---------- EXERCISE PASSAGE ----------

Abstract
The riboflavin homolog 7-ethyl-8-methyl-10-(D-ribityl)isoalloxazine (7-ethyl-8-methyl-flavin; Fig. 1) 1 is able to serve as the sole flavin in the nutrition of the rat 2 . Females receiving only 7-ethyl-8-methyl-flavin, produce litters of the usual size consisting of normal appearing young, but the young die during the first 3 days after birth 3 .
Kim and Lambooy 4 have shown that 7-ethyl-8-methyl-flavin causes a reduction of succinic acid dehydrogenase (SDH) activity in tissues of healthy rats. The evidence 4 suggested that the coenzyme form of the homolog is able to replace riboflavin in the enzyme at a rate which is reasonably consistent with the half-life of the mitochondrion. These phenomena led to observations that the half-life of decay of rat liver SDH is approximately 14 days while that of the kidney is of the order of 100 days.

---------- DATASET ENTRIES ----------

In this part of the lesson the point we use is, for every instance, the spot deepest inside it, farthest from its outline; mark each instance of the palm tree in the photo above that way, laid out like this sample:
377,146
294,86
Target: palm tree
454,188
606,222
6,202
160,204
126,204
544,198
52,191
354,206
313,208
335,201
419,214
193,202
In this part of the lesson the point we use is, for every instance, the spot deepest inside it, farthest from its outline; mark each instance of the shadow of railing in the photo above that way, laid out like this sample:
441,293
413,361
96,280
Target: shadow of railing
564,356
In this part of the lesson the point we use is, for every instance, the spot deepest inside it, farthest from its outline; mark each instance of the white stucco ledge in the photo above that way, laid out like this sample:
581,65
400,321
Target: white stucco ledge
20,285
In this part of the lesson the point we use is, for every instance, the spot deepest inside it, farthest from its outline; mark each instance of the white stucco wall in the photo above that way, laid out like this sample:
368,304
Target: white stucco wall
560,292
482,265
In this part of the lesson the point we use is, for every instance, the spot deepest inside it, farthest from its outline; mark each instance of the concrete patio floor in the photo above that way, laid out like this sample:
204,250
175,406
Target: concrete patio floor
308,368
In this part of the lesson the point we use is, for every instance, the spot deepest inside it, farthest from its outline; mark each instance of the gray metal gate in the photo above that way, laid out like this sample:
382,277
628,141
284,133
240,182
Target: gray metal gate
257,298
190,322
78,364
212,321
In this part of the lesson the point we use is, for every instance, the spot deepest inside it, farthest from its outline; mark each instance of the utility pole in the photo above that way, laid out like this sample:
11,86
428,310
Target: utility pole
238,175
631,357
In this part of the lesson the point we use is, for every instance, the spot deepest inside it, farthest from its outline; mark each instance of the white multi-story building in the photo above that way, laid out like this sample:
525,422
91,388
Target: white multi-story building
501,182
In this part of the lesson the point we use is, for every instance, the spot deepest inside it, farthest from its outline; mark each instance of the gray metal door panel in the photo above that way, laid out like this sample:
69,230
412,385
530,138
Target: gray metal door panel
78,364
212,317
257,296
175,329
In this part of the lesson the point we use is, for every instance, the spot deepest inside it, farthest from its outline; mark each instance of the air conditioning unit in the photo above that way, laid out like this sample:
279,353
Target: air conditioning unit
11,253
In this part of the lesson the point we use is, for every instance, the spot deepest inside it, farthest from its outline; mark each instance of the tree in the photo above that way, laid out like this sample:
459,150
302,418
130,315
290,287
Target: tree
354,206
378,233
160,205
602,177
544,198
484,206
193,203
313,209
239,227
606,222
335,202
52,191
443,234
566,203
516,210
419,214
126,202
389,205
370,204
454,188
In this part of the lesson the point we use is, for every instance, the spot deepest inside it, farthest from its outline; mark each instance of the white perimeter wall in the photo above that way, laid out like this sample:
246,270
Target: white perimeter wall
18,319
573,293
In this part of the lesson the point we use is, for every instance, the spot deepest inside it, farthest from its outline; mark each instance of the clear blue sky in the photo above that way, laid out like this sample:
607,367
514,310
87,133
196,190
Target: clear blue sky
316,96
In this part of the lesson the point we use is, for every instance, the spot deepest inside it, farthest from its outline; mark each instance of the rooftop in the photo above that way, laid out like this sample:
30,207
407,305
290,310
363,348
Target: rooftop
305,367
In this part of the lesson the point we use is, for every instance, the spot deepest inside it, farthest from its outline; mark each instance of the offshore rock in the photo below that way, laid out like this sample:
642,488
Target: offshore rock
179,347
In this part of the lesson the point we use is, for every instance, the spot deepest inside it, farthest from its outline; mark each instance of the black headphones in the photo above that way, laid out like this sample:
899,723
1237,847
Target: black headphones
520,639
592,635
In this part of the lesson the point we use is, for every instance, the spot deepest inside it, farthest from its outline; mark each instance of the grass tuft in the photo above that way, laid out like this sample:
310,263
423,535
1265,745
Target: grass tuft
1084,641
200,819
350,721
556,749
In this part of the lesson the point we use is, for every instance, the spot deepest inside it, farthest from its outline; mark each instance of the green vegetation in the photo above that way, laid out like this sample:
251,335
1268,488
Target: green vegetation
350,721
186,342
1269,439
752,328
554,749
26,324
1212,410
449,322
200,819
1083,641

----------

_TASK DIRECTIONS_: What approximate half-life of decay for rat liver SDH does the passage on the riboflavin homolog give?

_PROBLEM SOLUTION_: Approximately 14 days.